--- MATERIAL FOR THIS TASK ---
☆ ☆ ☆

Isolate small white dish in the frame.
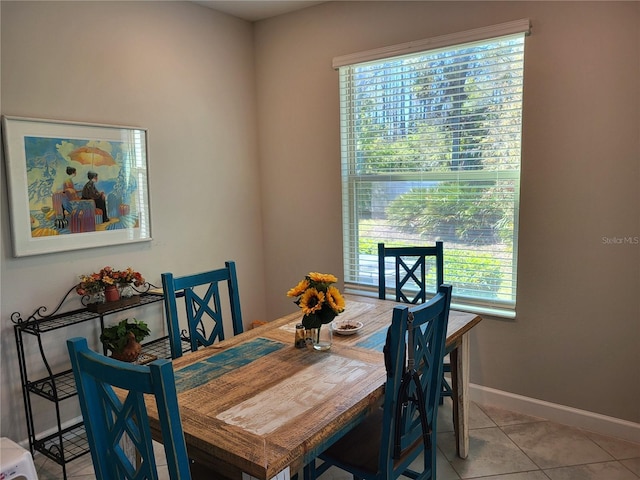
[331,320,364,335]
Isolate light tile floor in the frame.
[35,399,640,480]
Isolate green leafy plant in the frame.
[100,318,151,354]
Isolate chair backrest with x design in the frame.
[67,337,191,480]
[162,261,244,358]
[378,242,444,304]
[378,285,451,479]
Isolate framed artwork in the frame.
[2,116,151,257]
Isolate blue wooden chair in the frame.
[162,261,243,358]
[67,338,191,480]
[378,242,456,405]
[305,285,451,480]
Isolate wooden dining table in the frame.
[147,295,481,480]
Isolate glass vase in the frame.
[305,324,333,351]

☆ ☆ ☆

--- AIM OF THE TASK ---
Rewrite all of the records above with "Isolate" changed to "Locate" wherever it occurs, keeping everything else the same and omitting the pictures.

--- THE ANSWER ---
Locate small white dish in the frame.
[331,320,364,335]
Locate light tile floor in the frame.
[35,399,640,480]
Locate green leafy plant in the frame.
[100,318,151,354]
Locate chair backrest with x design in the frame.
[67,337,191,480]
[162,261,244,358]
[378,242,444,304]
[378,285,451,479]
Locate framed artwork in the frame.
[2,116,151,257]
Locate blue wooden chair in the frame.
[162,261,243,358]
[67,338,191,480]
[378,242,456,405]
[305,285,451,480]
Locate wooden dining table in the frame.
[147,295,481,480]
Locate glass vase in the frame.
[305,324,333,351]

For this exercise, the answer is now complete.